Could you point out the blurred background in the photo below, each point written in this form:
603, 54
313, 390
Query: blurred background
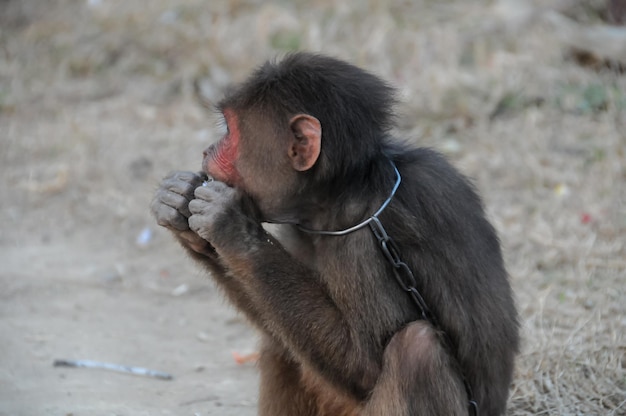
528, 98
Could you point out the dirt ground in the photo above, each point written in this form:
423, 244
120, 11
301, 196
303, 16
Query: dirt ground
96, 106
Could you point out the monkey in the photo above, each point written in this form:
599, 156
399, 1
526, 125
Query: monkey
379, 287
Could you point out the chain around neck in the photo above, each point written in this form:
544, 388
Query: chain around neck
367, 221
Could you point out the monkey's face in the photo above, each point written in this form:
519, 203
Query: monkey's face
254, 157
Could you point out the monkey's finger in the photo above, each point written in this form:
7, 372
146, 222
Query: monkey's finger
212, 190
176, 201
182, 176
198, 207
169, 217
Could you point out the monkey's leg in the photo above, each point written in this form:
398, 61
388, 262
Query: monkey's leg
418, 377
281, 390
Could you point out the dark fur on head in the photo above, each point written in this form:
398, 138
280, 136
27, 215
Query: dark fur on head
354, 107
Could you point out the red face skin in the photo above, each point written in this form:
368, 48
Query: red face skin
219, 158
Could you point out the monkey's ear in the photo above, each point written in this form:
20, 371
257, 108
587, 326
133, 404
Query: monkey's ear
305, 145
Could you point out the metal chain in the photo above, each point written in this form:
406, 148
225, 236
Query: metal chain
405, 278
401, 270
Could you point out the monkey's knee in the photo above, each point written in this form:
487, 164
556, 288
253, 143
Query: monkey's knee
418, 376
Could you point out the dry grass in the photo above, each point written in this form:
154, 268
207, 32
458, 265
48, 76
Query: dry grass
486, 82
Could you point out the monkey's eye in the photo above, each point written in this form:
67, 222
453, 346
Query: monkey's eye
222, 125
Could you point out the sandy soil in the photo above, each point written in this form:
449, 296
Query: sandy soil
96, 106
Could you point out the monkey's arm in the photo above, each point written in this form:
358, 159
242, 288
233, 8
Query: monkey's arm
284, 297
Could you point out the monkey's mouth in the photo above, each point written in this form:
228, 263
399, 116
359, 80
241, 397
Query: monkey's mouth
207, 179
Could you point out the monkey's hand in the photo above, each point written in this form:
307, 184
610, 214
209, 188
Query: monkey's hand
170, 207
226, 219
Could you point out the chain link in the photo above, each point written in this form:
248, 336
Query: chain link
406, 279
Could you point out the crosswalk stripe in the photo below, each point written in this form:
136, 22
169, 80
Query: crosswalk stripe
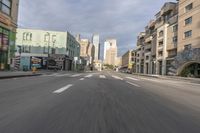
76, 75
132, 84
62, 75
63, 89
132, 78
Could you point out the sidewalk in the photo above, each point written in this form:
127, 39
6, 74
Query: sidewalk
177, 78
16, 74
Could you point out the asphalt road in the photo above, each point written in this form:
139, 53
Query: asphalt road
104, 102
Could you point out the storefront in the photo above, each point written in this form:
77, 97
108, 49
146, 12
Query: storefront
4, 48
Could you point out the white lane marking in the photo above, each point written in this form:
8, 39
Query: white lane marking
132, 84
46, 75
102, 76
116, 77
76, 75
62, 75
82, 79
132, 78
88, 76
63, 89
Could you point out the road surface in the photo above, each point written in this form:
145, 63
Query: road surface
101, 102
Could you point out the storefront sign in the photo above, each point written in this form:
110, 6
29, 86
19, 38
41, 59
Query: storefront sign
4, 20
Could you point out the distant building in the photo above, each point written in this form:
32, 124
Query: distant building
110, 52
188, 48
41, 45
119, 62
96, 43
129, 61
8, 25
97, 65
86, 53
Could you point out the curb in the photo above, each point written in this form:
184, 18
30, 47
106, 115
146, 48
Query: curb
19, 76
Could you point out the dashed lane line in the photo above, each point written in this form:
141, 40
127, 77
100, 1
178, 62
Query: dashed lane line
132, 84
63, 89
116, 77
88, 76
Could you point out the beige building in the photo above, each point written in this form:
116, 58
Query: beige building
119, 61
188, 58
8, 25
140, 53
86, 52
170, 45
168, 11
110, 52
84, 44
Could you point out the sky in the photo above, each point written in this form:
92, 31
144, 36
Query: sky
120, 19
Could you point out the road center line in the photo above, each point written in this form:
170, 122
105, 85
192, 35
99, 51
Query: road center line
82, 79
132, 84
116, 77
102, 76
63, 89
62, 75
88, 76
132, 78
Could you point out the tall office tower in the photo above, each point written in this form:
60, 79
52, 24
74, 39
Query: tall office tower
96, 43
110, 52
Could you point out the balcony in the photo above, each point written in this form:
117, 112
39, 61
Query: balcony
172, 46
147, 46
148, 39
173, 19
168, 7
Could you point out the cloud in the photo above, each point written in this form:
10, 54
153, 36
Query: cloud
120, 19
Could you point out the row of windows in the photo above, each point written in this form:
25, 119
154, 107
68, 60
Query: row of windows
188, 33
189, 7
188, 21
5, 6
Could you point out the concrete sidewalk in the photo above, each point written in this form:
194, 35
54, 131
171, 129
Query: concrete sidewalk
187, 79
16, 74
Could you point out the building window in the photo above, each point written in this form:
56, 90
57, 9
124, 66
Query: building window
161, 33
188, 47
188, 21
175, 28
160, 53
189, 7
175, 39
5, 6
188, 33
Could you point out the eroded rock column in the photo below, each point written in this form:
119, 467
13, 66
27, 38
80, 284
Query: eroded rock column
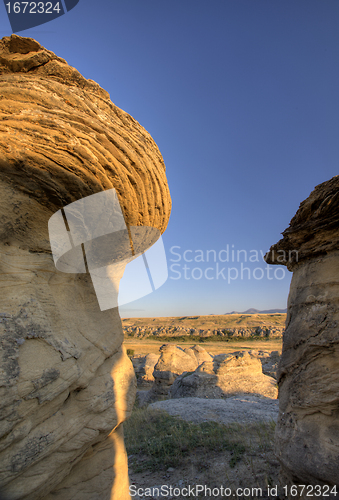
307, 435
66, 384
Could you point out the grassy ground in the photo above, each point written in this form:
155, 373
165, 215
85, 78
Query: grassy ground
166, 450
_ _ _
> _Problem to solve_
Print out the whole of the material word for word, without pictures.

> _Solution to this task_
Could you point out the blurred background in the photo below, each point written in this form:
603, 54
313, 390
Query: blurred background
528, 98
Could you point out the dirt ground in the photo above, each point written in this form:
423, 244
120, 11
301, 196
303, 16
Query: dirt ground
96, 106
Could you point out the monkey in the photo above, each point written in this form:
599, 156
399, 1
526, 125
Query: monkey
379, 287
Could you point out the chain around neck in the photo above, each point written in this form:
544, 388
Query: chain around neck
367, 221
Could you point out the monkey's face in the photo above, each point written in this form:
519, 203
Query: monkey's face
254, 157
Could you point out the monkey's finger in the photo above, each point written in this form:
7, 372
146, 222
Query: monkey's finger
212, 190
176, 201
182, 176
198, 207
169, 217
Could you point out the monkey's leg in the photo above, each point written in this form:
398, 61
388, 262
Query: monkey's leg
418, 377
281, 390
Could you point out the dark fur on head in the photo above, each point written in this form:
398, 138
280, 136
27, 215
Query: dark fur on head
354, 107
Could you point out the red face skin in the photo above, each point written in this form:
368, 48
Query: red face skin
219, 158
Could you point out the monkey's ear in the photo above, each point written in this form:
20, 371
257, 108
587, 326
133, 404
Query: monkey's ear
305, 145
Could you point out the metal chain in the photo above, each point written in this form:
406, 148
225, 236
Query: metal chain
405, 278
401, 270
Could you point out the monkey's knee in the photo above, each point written in this form:
487, 164
556, 288
253, 143
Query: monkey's knee
418, 376
Could you point out the dry grass in the photo above, each point written in this form:
154, 268
207, 32
458, 265
48, 76
Query: dry grass
486, 82
Could you point out the monkey's eye in the photo above, each point written in this form:
67, 222
453, 346
Query: monkey's eye
222, 125
Could you point out the sandy soil in the photo above, each point written in this form:
449, 296
Query: sandy soil
96, 106
Could you point out the monkey's arm in the photo above, each point written in this form:
358, 159
242, 288
233, 8
Query: monkey's arm
284, 297
Could you point out the monkey's mouth in the photo above, each point written in this form:
228, 263
399, 116
359, 80
241, 397
Query: monkey's mouth
207, 179
Could you point out the monkey's hand in the photo above, each point written in this form:
307, 184
610, 214
209, 188
Query: monkey's hand
170, 207
226, 219
Could you point out the chain link in the photo above, each point written in this form:
248, 336
Query: chain link
406, 279
Could you point out the crosswalk stripe in the photo below, each point written in this form:
136, 22
169, 80
Query: crosswalk stripe
76, 75
132, 84
62, 75
63, 89
132, 78
Could you point out the sidewalk in the photo above, each point written in this form:
127, 39
6, 74
Query: sidewalk
177, 78
16, 74
Could you point out the asphalt road in the photo above, each point written in this form:
139, 53
Query: asphalt road
104, 102
Could you point out the storefront in the photo above, each point written in this form:
77, 97
108, 49
146, 12
Query: storefront
4, 48
Could you point out the white lane marking in the photo above, each point written in this form:
8, 39
Query: white lane marking
132, 84
46, 75
102, 76
116, 77
76, 75
62, 75
82, 79
132, 78
88, 76
63, 89
Could you point out the road surface in the photo above, each point written in this form:
145, 63
Query: road surface
101, 102
Could you point out the storefront sign in the photo above, each point written in this form:
110, 6
29, 86
19, 38
41, 59
Query: storefront sign
4, 20
Could you point out the distant building in the photo above, each point written in this form:
32, 124
Query: distant building
110, 52
188, 48
41, 45
119, 62
96, 43
129, 61
8, 25
97, 65
86, 53
Could you point out the curb in the photo above, each point written in this form:
184, 18
30, 47
106, 115
146, 48
Query: curb
19, 76
Could you point out the dashed lane line in the photo above, each point written in this form:
141, 40
127, 77
100, 1
178, 62
Query: dashed lane line
132, 84
63, 89
116, 77
88, 76
Could you point out the beige building in the photo above, each point written in this form:
116, 58
Query: beige building
119, 61
188, 58
8, 25
140, 53
86, 52
170, 45
168, 11
110, 52
84, 44
Could you point out the sky in the photo above, each point written in this form:
92, 31
144, 36
Query: sky
120, 19
Could you point out the road center line in the photo above, each point written in this form:
170, 122
105, 85
192, 35
99, 51
Query: road center line
82, 79
132, 84
116, 77
102, 76
63, 89
62, 75
88, 76
132, 78
Could you point out the tall office tower in the photo above, each point written in this form:
60, 79
52, 24
74, 39
Query: tall office tower
96, 43
110, 52
Could you point out the balcony in the photo above, each point written in this form:
117, 112
39, 61
Query: balcony
172, 46
147, 46
148, 39
173, 19
168, 7
Could you point out the cloud in the photo above, each point written in this form:
10, 54
153, 36
Query: cloud
120, 19
Could you point out the row of windows in the photo above, each point written in this form:
25, 119
154, 107
68, 60
Query: row of windows
188, 33
189, 7
188, 21
5, 6
Could you point out the concrete sidewalk in the photo above, each point written in this form:
194, 35
54, 131
171, 129
Query: concrete sidewalk
187, 79
16, 74
Could you point out the building window in the photo above, each point written in this form:
56, 90
57, 9
124, 66
Query: building window
161, 33
188, 47
188, 21
175, 28
160, 53
189, 7
175, 39
5, 6
188, 33
Could you point out the eroded rock column in the photo below, each point written in this form:
119, 467
13, 66
27, 38
80, 284
Query: eroded rock column
307, 435
66, 384
Could you point out the grassy ground in the photo above, each point written in this form:
155, 373
165, 215
85, 78
Query: grassy ground
166, 450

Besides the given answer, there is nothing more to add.